[Stated exercise]
Copy out every line in the data below that contains the string "slab". Matches are case-sensitive.

↓↓↓

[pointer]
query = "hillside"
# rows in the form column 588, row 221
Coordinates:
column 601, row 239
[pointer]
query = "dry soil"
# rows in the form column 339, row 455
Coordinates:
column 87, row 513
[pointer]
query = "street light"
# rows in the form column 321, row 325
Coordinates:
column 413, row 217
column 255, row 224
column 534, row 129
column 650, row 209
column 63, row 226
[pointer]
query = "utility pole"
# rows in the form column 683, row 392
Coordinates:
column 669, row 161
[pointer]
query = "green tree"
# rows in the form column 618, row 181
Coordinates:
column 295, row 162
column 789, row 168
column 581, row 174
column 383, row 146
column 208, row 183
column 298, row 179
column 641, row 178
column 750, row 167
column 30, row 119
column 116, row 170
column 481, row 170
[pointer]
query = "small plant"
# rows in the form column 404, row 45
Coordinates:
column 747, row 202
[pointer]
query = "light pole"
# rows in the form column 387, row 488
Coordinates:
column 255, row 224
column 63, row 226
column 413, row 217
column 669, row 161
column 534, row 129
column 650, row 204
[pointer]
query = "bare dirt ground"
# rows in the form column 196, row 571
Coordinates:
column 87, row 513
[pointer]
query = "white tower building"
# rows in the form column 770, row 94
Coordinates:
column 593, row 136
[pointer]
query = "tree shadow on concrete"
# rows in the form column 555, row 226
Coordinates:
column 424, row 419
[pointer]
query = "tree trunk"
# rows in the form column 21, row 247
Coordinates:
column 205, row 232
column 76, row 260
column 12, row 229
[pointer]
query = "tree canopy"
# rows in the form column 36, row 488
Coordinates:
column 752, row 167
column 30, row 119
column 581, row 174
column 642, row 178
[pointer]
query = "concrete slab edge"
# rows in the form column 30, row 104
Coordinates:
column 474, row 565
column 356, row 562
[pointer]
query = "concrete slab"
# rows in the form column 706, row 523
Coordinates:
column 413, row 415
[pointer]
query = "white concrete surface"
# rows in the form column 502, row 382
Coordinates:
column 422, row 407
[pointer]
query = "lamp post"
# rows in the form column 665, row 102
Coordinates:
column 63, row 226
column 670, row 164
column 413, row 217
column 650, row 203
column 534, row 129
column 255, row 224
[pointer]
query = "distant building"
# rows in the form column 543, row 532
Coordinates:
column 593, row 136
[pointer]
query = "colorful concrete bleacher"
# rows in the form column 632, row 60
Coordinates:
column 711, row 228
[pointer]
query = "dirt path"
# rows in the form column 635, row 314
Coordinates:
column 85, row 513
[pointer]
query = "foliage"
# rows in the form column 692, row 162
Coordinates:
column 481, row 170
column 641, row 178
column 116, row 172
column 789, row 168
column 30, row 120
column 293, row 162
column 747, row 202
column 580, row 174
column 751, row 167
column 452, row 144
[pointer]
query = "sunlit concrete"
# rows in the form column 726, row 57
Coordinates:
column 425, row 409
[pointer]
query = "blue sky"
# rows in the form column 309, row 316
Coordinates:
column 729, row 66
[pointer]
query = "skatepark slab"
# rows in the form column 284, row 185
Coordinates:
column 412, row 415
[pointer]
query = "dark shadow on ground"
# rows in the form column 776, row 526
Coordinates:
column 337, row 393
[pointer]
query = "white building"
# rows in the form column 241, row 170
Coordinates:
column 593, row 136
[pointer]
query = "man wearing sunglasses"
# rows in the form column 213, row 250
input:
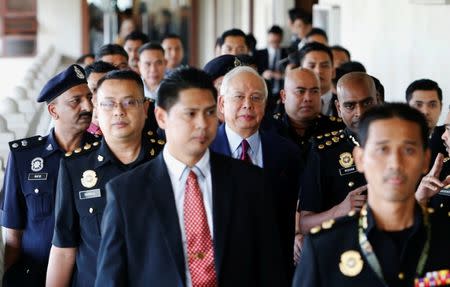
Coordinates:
column 80, row 199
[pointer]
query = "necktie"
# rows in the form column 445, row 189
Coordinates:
column 244, row 151
column 200, row 249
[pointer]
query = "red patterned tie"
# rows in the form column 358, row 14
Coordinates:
column 244, row 151
column 200, row 249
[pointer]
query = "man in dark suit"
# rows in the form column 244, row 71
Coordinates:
column 268, row 62
column 392, row 241
column 190, row 217
column 242, row 101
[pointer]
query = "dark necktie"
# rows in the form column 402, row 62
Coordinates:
column 244, row 151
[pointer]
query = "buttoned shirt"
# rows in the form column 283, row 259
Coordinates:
column 178, row 173
column 254, row 141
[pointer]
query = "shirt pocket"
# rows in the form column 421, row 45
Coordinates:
column 91, row 212
column 39, row 199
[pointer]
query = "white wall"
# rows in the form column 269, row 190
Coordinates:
column 60, row 25
column 398, row 42
column 235, row 14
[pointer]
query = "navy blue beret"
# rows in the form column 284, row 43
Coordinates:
column 221, row 65
column 70, row 77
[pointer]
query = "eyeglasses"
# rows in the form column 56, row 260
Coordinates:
column 126, row 104
column 256, row 99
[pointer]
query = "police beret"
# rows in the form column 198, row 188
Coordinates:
column 221, row 65
column 70, row 77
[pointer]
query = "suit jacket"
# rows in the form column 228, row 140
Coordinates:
column 262, row 59
column 282, row 165
column 141, row 241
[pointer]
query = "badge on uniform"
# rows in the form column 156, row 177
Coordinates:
column 351, row 263
column 88, row 194
column 346, row 161
column 89, row 178
column 37, row 164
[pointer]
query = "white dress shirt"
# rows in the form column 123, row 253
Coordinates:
column 178, row 173
column 255, row 150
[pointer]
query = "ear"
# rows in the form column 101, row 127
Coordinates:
column 426, row 162
column 358, row 153
column 221, row 105
column 283, row 96
column 53, row 111
column 161, row 117
column 338, row 107
column 146, row 106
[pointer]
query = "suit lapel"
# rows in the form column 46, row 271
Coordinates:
column 269, row 148
column 222, row 198
column 162, row 193
column 220, row 144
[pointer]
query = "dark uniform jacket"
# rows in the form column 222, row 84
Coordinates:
column 30, row 185
column 81, row 199
column 319, row 126
column 141, row 237
column 333, row 256
column 330, row 172
column 442, row 199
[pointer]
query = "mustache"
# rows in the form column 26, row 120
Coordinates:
column 85, row 113
column 393, row 174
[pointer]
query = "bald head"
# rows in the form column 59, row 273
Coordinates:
column 301, row 95
column 360, row 79
column 356, row 93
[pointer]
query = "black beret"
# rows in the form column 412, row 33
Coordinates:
column 70, row 77
column 221, row 65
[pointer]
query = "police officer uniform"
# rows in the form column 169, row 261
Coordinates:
column 442, row 199
column 352, row 251
column 81, row 199
column 319, row 126
column 30, row 184
column 330, row 173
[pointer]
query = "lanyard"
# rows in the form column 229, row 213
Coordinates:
column 370, row 256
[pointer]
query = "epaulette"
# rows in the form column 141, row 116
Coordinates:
column 26, row 143
column 335, row 119
column 153, row 138
column 83, row 150
column 157, row 143
column 277, row 116
column 328, row 139
column 329, row 224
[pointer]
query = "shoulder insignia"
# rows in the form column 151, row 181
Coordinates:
column 25, row 143
column 83, row 150
column 315, row 229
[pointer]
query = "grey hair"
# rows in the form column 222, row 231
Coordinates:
column 239, row 70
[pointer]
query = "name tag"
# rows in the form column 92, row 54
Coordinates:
column 348, row 170
column 91, row 193
column 37, row 176
column 445, row 191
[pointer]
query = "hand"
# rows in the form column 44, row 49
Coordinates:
column 354, row 201
column 298, row 244
column 430, row 183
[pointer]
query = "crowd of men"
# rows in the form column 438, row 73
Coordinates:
column 273, row 167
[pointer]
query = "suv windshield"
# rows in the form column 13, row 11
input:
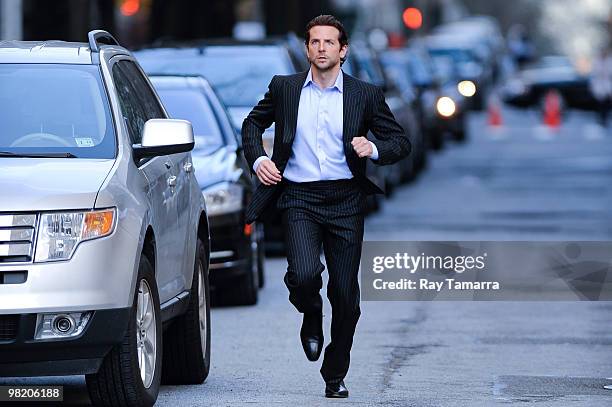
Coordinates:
column 54, row 110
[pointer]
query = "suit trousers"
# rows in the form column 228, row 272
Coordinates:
column 328, row 214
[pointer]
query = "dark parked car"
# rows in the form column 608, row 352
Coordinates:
column 240, row 71
column 530, row 86
column 471, row 62
column 236, row 256
column 413, row 80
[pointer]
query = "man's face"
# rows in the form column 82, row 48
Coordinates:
column 323, row 49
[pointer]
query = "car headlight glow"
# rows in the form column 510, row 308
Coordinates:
column 467, row 88
column 446, row 106
column 59, row 233
column 222, row 198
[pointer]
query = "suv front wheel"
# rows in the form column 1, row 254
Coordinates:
column 187, row 340
column 131, row 372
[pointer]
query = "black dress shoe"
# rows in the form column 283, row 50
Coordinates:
column 336, row 390
column 311, row 335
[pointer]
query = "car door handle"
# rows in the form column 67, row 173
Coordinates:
column 172, row 181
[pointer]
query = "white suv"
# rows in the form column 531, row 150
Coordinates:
column 104, row 242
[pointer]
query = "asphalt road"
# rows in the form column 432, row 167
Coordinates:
column 518, row 182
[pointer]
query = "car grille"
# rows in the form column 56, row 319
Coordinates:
column 8, row 327
column 17, row 233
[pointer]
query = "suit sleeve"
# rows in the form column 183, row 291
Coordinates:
column 253, row 127
column 391, row 140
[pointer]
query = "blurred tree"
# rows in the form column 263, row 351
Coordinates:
column 192, row 19
column 283, row 16
column 69, row 20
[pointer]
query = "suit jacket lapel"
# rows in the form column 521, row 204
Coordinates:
column 351, row 108
column 294, row 90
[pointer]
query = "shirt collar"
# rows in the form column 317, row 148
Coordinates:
column 338, row 84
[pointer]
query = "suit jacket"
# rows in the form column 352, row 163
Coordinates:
column 364, row 109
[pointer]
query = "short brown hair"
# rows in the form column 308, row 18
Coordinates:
column 329, row 20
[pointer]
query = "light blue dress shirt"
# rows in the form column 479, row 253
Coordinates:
column 318, row 150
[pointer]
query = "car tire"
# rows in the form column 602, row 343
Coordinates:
column 187, row 339
column 119, row 380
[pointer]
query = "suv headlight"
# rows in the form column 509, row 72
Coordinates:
column 59, row 233
column 222, row 198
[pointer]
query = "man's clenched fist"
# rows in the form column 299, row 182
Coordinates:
column 267, row 172
column 362, row 147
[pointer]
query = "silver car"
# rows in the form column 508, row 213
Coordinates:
column 104, row 239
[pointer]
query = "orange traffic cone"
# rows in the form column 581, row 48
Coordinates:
column 494, row 111
column 552, row 109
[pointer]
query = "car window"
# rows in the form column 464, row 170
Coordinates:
column 192, row 105
column 55, row 108
column 150, row 105
column 133, row 115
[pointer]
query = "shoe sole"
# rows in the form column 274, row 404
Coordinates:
column 336, row 396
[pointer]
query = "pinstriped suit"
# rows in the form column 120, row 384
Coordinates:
column 327, row 213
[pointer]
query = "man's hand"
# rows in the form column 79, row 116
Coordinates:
column 362, row 147
column 267, row 172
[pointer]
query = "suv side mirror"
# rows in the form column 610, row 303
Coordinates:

↑↑↑

[Answer for this exercise]
query = "concrete slab edge"
query = "concrete slab"
query = "skatepark slab"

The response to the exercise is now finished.